Exercise objective.
Every record must be written out once more, with nothing added or omitted.
= = = = =
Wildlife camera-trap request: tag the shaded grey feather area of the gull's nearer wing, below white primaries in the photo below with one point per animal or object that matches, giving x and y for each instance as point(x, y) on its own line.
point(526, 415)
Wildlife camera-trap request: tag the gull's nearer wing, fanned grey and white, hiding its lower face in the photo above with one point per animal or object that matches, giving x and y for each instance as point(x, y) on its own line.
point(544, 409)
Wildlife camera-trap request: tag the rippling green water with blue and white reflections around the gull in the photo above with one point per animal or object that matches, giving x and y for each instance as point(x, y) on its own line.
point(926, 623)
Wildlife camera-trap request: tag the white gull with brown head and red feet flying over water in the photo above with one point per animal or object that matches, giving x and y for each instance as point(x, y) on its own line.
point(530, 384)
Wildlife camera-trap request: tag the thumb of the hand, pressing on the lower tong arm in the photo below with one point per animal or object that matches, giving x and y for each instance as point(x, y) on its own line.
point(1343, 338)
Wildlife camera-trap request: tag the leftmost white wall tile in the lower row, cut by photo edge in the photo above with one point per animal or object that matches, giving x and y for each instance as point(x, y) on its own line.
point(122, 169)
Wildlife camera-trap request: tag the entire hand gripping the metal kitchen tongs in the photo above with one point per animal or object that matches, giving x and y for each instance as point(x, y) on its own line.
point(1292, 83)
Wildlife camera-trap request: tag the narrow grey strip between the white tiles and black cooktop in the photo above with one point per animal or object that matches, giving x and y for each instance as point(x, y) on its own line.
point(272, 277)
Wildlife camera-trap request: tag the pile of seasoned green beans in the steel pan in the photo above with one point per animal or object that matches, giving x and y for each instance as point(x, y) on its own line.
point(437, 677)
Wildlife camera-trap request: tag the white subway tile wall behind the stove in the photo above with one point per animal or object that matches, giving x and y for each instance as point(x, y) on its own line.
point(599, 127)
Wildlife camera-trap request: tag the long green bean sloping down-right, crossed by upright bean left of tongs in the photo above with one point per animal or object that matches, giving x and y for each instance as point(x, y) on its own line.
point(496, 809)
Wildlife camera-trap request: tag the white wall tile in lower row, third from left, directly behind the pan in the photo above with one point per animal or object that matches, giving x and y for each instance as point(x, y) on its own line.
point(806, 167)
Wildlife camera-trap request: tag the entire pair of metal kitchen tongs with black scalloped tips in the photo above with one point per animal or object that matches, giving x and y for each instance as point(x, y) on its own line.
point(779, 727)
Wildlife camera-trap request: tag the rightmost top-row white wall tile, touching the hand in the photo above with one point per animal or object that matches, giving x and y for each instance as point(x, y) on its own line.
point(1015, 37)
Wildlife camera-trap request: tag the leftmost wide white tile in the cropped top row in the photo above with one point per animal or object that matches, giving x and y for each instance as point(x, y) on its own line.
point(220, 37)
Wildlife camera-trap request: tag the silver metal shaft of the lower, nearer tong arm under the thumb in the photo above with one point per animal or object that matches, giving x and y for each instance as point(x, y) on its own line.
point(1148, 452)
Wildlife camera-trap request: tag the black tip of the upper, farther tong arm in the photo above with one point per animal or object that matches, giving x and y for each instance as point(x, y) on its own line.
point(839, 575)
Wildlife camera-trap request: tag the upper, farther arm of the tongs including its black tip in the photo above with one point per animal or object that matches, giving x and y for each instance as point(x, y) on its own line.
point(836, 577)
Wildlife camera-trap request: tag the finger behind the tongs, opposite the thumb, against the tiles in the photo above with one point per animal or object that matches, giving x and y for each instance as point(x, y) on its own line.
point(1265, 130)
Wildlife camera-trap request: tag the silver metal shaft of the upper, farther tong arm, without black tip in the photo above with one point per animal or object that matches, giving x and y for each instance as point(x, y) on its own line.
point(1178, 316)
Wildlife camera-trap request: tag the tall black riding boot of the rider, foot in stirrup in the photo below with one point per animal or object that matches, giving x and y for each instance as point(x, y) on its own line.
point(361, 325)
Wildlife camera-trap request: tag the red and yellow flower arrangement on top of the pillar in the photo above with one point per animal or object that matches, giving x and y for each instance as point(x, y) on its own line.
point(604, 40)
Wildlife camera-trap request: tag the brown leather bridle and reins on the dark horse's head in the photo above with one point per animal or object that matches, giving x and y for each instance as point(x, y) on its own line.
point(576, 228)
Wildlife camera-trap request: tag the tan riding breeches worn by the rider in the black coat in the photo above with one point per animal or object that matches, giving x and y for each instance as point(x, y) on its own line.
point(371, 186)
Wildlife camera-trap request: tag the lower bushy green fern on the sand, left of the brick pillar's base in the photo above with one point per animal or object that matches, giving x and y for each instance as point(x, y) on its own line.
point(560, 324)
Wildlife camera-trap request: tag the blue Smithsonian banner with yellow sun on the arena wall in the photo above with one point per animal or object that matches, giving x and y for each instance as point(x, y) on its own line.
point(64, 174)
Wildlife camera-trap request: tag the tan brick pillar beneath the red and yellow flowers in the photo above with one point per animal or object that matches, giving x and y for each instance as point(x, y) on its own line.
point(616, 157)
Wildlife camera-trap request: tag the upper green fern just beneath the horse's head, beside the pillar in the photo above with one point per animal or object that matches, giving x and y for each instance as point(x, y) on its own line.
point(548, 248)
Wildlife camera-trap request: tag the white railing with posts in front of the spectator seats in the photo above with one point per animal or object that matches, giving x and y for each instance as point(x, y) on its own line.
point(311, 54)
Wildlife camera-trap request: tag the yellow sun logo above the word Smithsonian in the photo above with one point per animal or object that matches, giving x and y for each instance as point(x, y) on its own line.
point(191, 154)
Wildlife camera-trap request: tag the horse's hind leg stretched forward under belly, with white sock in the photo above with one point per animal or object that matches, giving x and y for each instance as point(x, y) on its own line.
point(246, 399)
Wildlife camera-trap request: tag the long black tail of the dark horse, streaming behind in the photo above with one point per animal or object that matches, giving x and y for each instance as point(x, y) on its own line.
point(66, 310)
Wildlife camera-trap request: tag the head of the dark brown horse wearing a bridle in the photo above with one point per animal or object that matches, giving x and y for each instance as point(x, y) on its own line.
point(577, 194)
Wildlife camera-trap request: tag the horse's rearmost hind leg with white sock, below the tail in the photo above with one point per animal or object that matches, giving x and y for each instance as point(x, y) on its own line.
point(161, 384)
= = = = =
Solution to this exercise.
Wildlife camera-trap request: tag the shaded grey feather area of the gull's nearer wing, below white primaries in the photo below with one point per animal or object that matches, giving x and y for each instance as point(x, y) on its own line.
point(526, 415)
Wildlife camera-trap request: tag the gull's nearer wing, fanned grey and white, hiding its lower face in the photo above with one point per animal or object that matches, giving x and y for each instance as point(x, y) on its own line.
point(544, 409)
Wildlife camera-trap request: tag the rippling green water with blue and white reflections around the gull in the photo above with one point per animal or object that matches, giving x and y for each instance as point(x, y) on its own line.
point(926, 623)
Wildlife camera-trap request: tag the white gull with brown head and red feet flying over water in the photo above with one point per animal or object that matches, giving x and y for each instance as point(x, y) on its own line.
point(530, 384)
Wildlife camera-trap request: tag the thumb of the hand, pressing on the lower tong arm in the photo below with one point per animal or object that matches, giving x and y for each instance as point(x, y) on its own line.
point(1343, 338)
Wildlife camera-trap request: tag the leftmost white wall tile in the lower row, cut by photo edge in the photo above with one point per animal or object that matches, giving x and y for each instance as point(x, y) on its own line.
point(122, 169)
Wildlife camera-trap request: tag the entire hand gripping the metal kitchen tongs in the photo above with one point per animal or object that matches, giving x and y for each instance as point(x, y) on its own line.
point(1292, 83)
Wildlife camera-trap request: tag the narrow grey strip between the white tiles and black cooktop in the photo above with one point per animal or object that matches, giving x and y for each instance as point(x, y) on its own line.
point(272, 277)
Wildlife camera-trap request: tag the pile of seasoned green beans in the steel pan in the photo above with one point per animal or object that matches, giving x and y for each instance as point(x, y) on its own line.
point(437, 677)
Wildlife camera-trap request: tag the white subway tile wall behind the stove in the photo above with one point per animal or object that matches, giving x and y for each instance as point(x, y) on its own line.
point(599, 127)
Wildlife camera-trap request: tag the long green bean sloping down-right, crossed by upright bean left of tongs in the photo above with one point per animal or object that matches, giving x and y for each instance as point(x, y) on its own line.
point(496, 809)
Wildlife camera-trap request: tag the white wall tile in lower row, third from left, directly behind the pan in the photo above with one point per animal or object that matches, giving x and y for each instance as point(x, y) on its own line.
point(806, 167)
Wildlife camera-trap request: tag the entire pair of metal kitchen tongs with black scalloped tips in the photo above with one point per animal or object that matches, giving x and y for each instance as point(x, y) on its own line.
point(779, 727)
Wildlife camera-trap request: tag the rightmost top-row white wall tile, touching the hand in the photo above with one point per animal or object that matches, giving x and y for each instance as point(x, y) on its own line.
point(1015, 37)
Wildlife camera-trap request: tag the leftmost wide white tile in the cropped top row in the photo above with one point per animal or object that matches, giving x and y for each instance as point(x, y) on its own line.
point(220, 37)
Wildlife camera-trap request: tag the silver metal shaft of the lower, nearer tong arm under the thumb in the photo above with one point per animal or object that matches, giving x and y for each instance as point(x, y) on its own line.
point(1148, 452)
Wildlife camera-trap request: tag the black tip of the upper, farther tong arm in the photo above with one point per animal or object that matches, giving x and y for each instance as point(x, y) on its own line.
point(839, 575)
Wildlife camera-trap request: tag the upper, farther arm of the tongs including its black tip in the photo above with one point per animal or object that matches, giving x and y for each instance as point(x, y) on its own line.
point(836, 577)
Wildlife camera-trap request: tag the finger behind the tongs, opposite the thumb, against the tiles in the photo above with one point per animal or object that matches, giving x and y for each instance as point(x, y) on its own line.
point(1265, 130)
Wildlife camera-trap request: tag the silver metal shaft of the upper, farther tong arm, without black tip in the photo above with one point per animal or object that matches, giving x and y for each instance as point(x, y) on its own line.
point(1178, 316)
Wildlife camera-trap request: tag the tall black riding boot of the rider, foot in stirrup in the photo below with one point per animal or object that matches, giving x and y for each instance as point(x, y) on its own line.
point(361, 325)
Wildlife camera-trap request: tag the red and yellow flower arrangement on top of the pillar in the photo above with one point per animal or object that matches, giving x and y for each instance as point(x, y) on its own line.
point(604, 40)
Wildlife camera-trap request: tag the brown leather bridle and reins on the dark horse's head in the photo above with one point per animal or object that matches, giving x and y for each instance as point(x, y) on its own line.
point(576, 228)
Wildlife camera-trap request: tag the tan riding breeches worn by the rider in the black coat in the photo above with one point per animal or object that matches, giving x and y for each instance as point(x, y) on its own line.
point(371, 186)
Wildlife camera-trap request: tag the lower bushy green fern on the sand, left of the brick pillar's base in the photo above with one point per animal or object that matches, giving x and y for each instance as point(x, y) on its own line.
point(560, 324)
Wildlife camera-trap request: tag the blue Smithsonian banner with yellow sun on the arena wall in the photo above with one point per animal or object that matches, giving x and y for each instance as point(x, y) on its own line.
point(64, 174)
Wildlife camera-trap request: tag the tan brick pillar beneath the red and yellow flowers in the photo above with one point per animal or object that matches, giving x and y for each instance as point(x, y) on its own line.
point(616, 157)
Wildlife camera-trap request: tag the upper green fern just beneath the horse's head, beside the pillar in the photo above with one point per animal or object that matches, giving x and y for each instance as point(x, y) on its own line.
point(548, 248)
Wildlife camera-trap request: tag the white railing with posts in front of the spectator seats in the photo above with one point per animal or object that matches, giving x and y for each instance as point(x, y) on its own line.
point(311, 54)
Wildlife camera-trap request: tag the yellow sun logo above the word Smithsonian in the photo above with one point per animal or object that matches, giving x and y for each instance as point(x, y) on its own line.
point(191, 154)
Wildlife camera-trap request: tag the horse's hind leg stretched forward under belly, with white sock in the photo above with one point per animal or object that matches, giving x and y for each instance as point(x, y) on its own line.
point(246, 399)
Wildlife camera-trap request: tag the long black tail of the dark horse, streaming behind in the photo above with one point per animal or object that matches, giving x and y for each instance as point(x, y) on its own line.
point(66, 310)
Wildlife camera-trap request: tag the head of the dark brown horse wearing a bridle in the photo above with one point per animal or object that matches, giving x and y for each instance as point(x, y) on its own line.
point(577, 194)
Wildlife camera-trap request: tag the horse's rearmost hind leg with white sock, below the tail in the photo above with one point per animal or object that matches, giving x and y for each instance as point(x, y) on its own line.
point(161, 384)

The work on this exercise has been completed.